Problems to solve ▸
1: From the Wynton Kelly text, list the instrumentalists named as leaders Kelly played with in the years after his Army service.
2: Answer from the Wynton Kelly text:
(a) In what city did Kelly die?
(b) Whose 1948 "Cornbread" did Kelly play on for his recording debut?
(c) Which label released Piano Interpretations?
3: Transcribe the stretch of the Wynton Kelly text from "- Died: April" through "jazz pianist (1931–1971)".

Supplied text ▸
■ ■ ■ ■ ■
Background information
- Born: Wynton Charles Kelly December 2, 1931 New York City, U.S.
- Died: April 12, 1971 (aged 39) Toronto, Ontario, Canada
- Genres: Jazz; bebop; straight-ahead jazz; hard bop;
- Occupations: Musician; composer;
- Instrument: Piano
- Years active: 1940s–1971
- Labels: Blue Note; Riverside; Vee-Jay; Verve; Milestone;

= Wynton Kelly =

American jazz pianist (1931–1971)

Wynton Charles Kelly (December 2, 1931 – April 12, 1971) was an American jazz pianist and composer. He is known for his lively, blues-based playing and as one of the finest accompanists in jazz. He began playing professionally at the age of 12 and was pianist on a No. 1 R&B hit at the age of 16. His recording debut as a leader occurred three years later, around the time he started to become better known as an accompanist to singer Dinah Washington, and as a member of trumpeter Dizzy Gillespie's band. This progress was interrupted by two years in the United States Army, after which Kelly worked again with Washington and Gillespie, and played with other leaders. Over the next few years, these included instrumentalists Cannonball Adderley, John Coltrane, Hank Mobley, Wes Montgomery, and Sonny Rollins, and vocalists Betty Carter, Billie Holiday, and Abbey Lincoln.

Kelly attracted the most attention as part of Miles Davis' band from 1959, including an appearance on the trumpeter's Kind of Blue, often mentioned as the best-selling jazz album ever. After leaving Davis in 1963, Kelly played with his own trio, which recorded for several labels and toured the United States and internationally. His career did not develop much further, and he had difficulty finding enough work late in his career. Kelly, who was known to have epilepsy, died in a hotel room in Canada following a seizure, aged 39.

==Early life==
The son of Jamaican immigrants, Kelly was born in Brooklyn, New York, on December 2, 1931. He began playing the piano at the age of four, but did not receive much formal training in music. He attended the High School of Music & Art and the Metropolitan Vocational High School in New York, but "[t]hey wouldn't give us piano, so I fooled around with the bass and studied theory."

Kelly started his professional career in 1943, initially as a member of R&B groups. Through this, he improved his playing – the bands' "music had to be accessible, entertaining and easy to dance to"; this influenced his later playing. Around this time he also played organ in local churches. In his local area, he played with brothers Lee and Ray Abrams, as well as Ahmed Abdul-Malik, Ernie Henry, and Cecil Payne, who went on to have careers in jazz.

==Main career==

===1946–1958===
At the age of 15, Kelly toured the Caribbean as part of Ray Abrams' R&B band. Kelly made his recording debut aged 16, playing on saxophonist Hal Singer's 1948 "Cornbread", which became a Billboard R&B chart-topping hit. In the following year, Kelly recorded with vocalist Babs Gonzales; these tracks included his first recorded solos. Other R&B bands that Kelly played with included those led by Hot Lips Page (1948 or earlier), Eddie "Cleanhead" Vinson (1949), and Eddie "Lockjaw" Davis (1950). Material from sessions on July 25 and August 1, 1951, formed Piano Interpretations, a trio album that was Kelly's recording debut as leader, released by Blue Note Records later that year. Critic Scott Yanow indicates that, at this stage of his career, Kelly's main influence was Bud Powell, but that his playing "displayed some of the joy of Teddy Wilson's style along with his own chord voicings". Kelly became better known after joining vocalist Dinah Washington's band in 1951. After this, he played in bands led by Lester Young in the spring of 1952, and Dizzy Gillespie, recording with the latter later in 1952. In September of that year, just as Kelly was beginning to build a reputation, he was drafted into the army.
■ ■ ■ ■ ■
Given data ▸

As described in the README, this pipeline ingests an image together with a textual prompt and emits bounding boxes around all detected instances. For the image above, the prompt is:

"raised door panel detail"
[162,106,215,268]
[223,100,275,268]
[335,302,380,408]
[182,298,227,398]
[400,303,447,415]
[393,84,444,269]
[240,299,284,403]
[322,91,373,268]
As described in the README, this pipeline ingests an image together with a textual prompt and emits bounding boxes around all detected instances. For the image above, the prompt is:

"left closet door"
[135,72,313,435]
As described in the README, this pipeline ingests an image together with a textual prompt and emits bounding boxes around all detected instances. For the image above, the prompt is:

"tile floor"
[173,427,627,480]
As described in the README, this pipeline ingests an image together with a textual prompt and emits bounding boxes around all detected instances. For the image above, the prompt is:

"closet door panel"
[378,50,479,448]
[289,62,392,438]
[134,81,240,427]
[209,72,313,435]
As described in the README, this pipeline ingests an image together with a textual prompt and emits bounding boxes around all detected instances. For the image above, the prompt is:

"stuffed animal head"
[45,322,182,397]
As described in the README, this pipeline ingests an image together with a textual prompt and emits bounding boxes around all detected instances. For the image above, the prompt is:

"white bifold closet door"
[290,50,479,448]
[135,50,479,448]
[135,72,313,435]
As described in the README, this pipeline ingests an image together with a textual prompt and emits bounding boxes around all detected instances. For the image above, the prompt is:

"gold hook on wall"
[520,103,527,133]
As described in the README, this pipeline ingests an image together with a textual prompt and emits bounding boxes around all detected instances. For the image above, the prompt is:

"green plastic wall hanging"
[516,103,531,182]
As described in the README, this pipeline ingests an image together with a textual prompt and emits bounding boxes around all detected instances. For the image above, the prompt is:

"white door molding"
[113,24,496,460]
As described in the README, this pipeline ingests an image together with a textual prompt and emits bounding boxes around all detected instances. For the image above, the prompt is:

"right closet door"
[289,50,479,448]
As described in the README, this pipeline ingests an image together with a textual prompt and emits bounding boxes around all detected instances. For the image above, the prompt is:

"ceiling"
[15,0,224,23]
■ ■ ■ ■ ■
Task answers ▸
1: Cannonball Adderley, John Coltrane, Hank Mobley, Wes Montgomery, Sonny Rollins

2:
(a) Toronto, Ontario, Canada
(b) Saxophonist Hal Singer's
(c) Blue Note Records

3:
- Died: April 12, 1971 (aged 39) Toronto, Ontario, Canada
- Genres: Jazz; bebop; straight-ahead jazz; hard bop;
- Occupations: Musician; composer;
- Instrument: Piano
- Years active: 1940s–1971
- Labels: Blue Note; Riverside; Vee-Jay; Verve; Milestone;

= Wynton Kelly =

American jazz pianist (1931–1971)